__Brief 1__.
In the text on grounding techniques for anxiety, which journal published the research on isolation and loneliness in older adults during the COVID-19 pandemic?
__Brief 2__.
Translate this sentence from the text on grounding techniques for anxiety into Spanish: "The key is to close the eyes and see the activity in the mind."
__Brief 3__.
Proceed with the text on grounding techniques for anxiety, picking up after its last sentence.

__Extract provided__.
########

6. Challenge the Mind with a Memory Game or Category Thinking
Research published in the American Journal of Geriatric Psychiatry, looking at the effect of isolation and loneliness on psychiatric symptoms in older adults during the COVID-19 pandemic, found that older adults were more susceptible to anxiety, depressive, and peritraumatic distress symptoms. Researchers suggested that solving puzzles (along with reading, listening to music, cooking, baking, and regular conversations with family members and others) can help mitigate some of the psychiatric symptoms exacerbated by loneliness and isolation. Other research points to mind-challenging activities, including memory games and category thinking as effective grounding techniques to stop anxiety and aid in calming anxiety.
7. Go for a Walk in the Woods—Paying Close Attention to Surroundings
Getting out in nature and purposefully taking a walk in the woods, all the while paying close attention to the sights, smells, and sounds of the surroundings is another powerful grounding technique. For literal grounding to the earth, remove shoes and socks and squiggle toes in the grass, soil, sand, pebbles, or other ground surface materials encountered during the walk. Research published in the journal Integrative Medicine found that earth grounding a potential realistic therapy for those suffering anxiety, fear, emotional distress, and panic, with results for many appearing within 30-40 minutes.
8. Envision an Enjoyable Activity or Task
Envisioning is a grounding technique that is best utilized in a quiet and distraction-free environment, although it is possible to briefly envision some enjoyable activity or task while in the midst of commotion. The key is to close the eyes and see the activity in the mind. Maybe it’s surfing or downhill skiing or another favorite recreational sport or activity. It could be a watercolor or oil painting you can’t wait to do. This technique both diverts the mind away from intrusive and ruminating anxiety and restoring earth connectedness and rooting in the ground.

########

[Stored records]
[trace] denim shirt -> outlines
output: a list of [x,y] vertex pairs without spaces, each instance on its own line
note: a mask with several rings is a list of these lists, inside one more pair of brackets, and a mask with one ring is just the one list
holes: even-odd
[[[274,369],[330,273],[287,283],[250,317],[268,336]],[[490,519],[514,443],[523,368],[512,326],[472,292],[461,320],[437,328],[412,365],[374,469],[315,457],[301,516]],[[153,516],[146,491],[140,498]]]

########

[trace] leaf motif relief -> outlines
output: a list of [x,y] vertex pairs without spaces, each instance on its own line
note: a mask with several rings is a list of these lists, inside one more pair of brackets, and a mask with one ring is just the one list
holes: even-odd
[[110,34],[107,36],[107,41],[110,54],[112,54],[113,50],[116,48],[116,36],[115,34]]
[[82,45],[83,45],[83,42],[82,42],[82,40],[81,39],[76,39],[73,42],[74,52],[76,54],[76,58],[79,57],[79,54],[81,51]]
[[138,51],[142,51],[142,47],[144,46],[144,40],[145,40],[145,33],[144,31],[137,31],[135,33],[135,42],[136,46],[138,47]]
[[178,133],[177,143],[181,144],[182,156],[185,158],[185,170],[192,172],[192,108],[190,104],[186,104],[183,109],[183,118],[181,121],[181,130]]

########

__Exercise response 1__.
The American Journal of Geriatric Psychiatry.

__Exercise response 2__.
La clave es cerrar los ojos y ver la actividad en la mente.

__Exercise response 3__.
9. Sit in Quiet with a Beloved Pet
Carving out time for sitting comfortably in quiet and enjoying the presence and company of a beloved pet is a perfect grounding technique for calming anxiety. It’s also a great way to end or begin the day and drive away anxious ruminating. The animal’s presence serves as a reassurance of love and promotes a feeling of wellbeing, stimulating joy, memories, and the sight, sound, smell, and touch of the home companion.
10. Practice Tai Chi
A study published in the European Journal of Cardiovascular Nursing found that among those with cardiovascular disease (CVD), practicing Tai Chi as a CVD intervention produced significant improvement in depression, psychological distress, and anxiety. Researchers said that the positive results from tai chi seem to be the “synergy between postures and breathing,” and good body posture has been shown to enhance mood. They further noted that “holding your breath can cause stress and anxiety,” which tai chi helps to reduce.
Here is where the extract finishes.